- RECORDS PROVIDED
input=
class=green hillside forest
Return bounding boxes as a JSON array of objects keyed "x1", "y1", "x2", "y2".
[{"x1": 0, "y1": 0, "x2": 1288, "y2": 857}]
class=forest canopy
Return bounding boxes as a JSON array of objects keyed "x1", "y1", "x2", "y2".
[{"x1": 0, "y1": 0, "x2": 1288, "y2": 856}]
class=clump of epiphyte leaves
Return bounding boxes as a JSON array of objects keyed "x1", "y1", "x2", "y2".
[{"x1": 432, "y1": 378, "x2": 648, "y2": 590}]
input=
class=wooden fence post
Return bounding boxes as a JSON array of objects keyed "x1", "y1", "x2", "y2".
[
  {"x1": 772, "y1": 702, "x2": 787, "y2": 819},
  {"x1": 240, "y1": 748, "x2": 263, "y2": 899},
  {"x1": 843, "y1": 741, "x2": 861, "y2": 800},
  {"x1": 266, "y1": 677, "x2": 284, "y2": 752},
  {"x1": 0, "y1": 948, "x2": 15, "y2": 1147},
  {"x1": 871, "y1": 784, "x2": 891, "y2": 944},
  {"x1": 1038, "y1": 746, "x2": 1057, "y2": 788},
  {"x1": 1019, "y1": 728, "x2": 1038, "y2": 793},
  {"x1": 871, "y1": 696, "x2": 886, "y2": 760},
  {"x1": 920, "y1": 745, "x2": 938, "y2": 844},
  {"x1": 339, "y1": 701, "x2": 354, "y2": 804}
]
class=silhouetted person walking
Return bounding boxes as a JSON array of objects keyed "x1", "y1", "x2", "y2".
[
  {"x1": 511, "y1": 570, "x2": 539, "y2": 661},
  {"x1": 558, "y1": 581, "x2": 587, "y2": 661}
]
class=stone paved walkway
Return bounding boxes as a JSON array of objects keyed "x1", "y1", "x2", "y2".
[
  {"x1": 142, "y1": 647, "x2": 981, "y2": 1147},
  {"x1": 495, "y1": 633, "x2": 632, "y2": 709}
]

- AIM OF THE TASK
Reproduce all of the material above with every occurrence of "bounding boxes" changed to "bounding rectangles" and nothing else altered.

- RESPONSE
input=
class=green hillside forest
Return bounding rectangles as a JSON array of objects keyed "x1", "y1", "x2", "y2".
[{"x1": 0, "y1": 0, "x2": 1288, "y2": 857}]
class=forest canopy
Return bounding rectangles as a JSON array of objects keyed "x1", "y1", "x2", "y2".
[{"x1": 0, "y1": 0, "x2": 1288, "y2": 856}]
class=clump of epiphyte leaves
Return bounding rectangles as a JSON array of objects keyed "x1", "y1", "x2", "y2".
[{"x1": 432, "y1": 378, "x2": 648, "y2": 590}]
input=
class=wooden fence post
Return bounding rectangles as a JSON array of objects keyed "x1", "y1", "x2", "y2".
[
  {"x1": 772, "y1": 702, "x2": 787, "y2": 819},
  {"x1": 240, "y1": 748, "x2": 263, "y2": 899},
  {"x1": 843, "y1": 741, "x2": 861, "y2": 800},
  {"x1": 266, "y1": 677, "x2": 284, "y2": 752},
  {"x1": 0, "y1": 948, "x2": 15, "y2": 1147},
  {"x1": 871, "y1": 784, "x2": 891, "y2": 944},
  {"x1": 1038, "y1": 746, "x2": 1057, "y2": 788},
  {"x1": 1019, "y1": 728, "x2": 1038, "y2": 793},
  {"x1": 871, "y1": 696, "x2": 886, "y2": 760},
  {"x1": 920, "y1": 745, "x2": 938, "y2": 844},
  {"x1": 339, "y1": 701, "x2": 354, "y2": 804}
]
class=silhouetted person walking
Return bounding rectangles as a JSON array of objects keyed "x1", "y1", "x2", "y2".
[
  {"x1": 511, "y1": 570, "x2": 539, "y2": 661},
  {"x1": 558, "y1": 581, "x2": 587, "y2": 661}
]
class=stone paved walkway
Return bounding rectangles as a JSON array of objects keyed "x1", "y1", "x2", "y2".
[
  {"x1": 142, "y1": 647, "x2": 981, "y2": 1147},
  {"x1": 495, "y1": 633, "x2": 632, "y2": 709}
]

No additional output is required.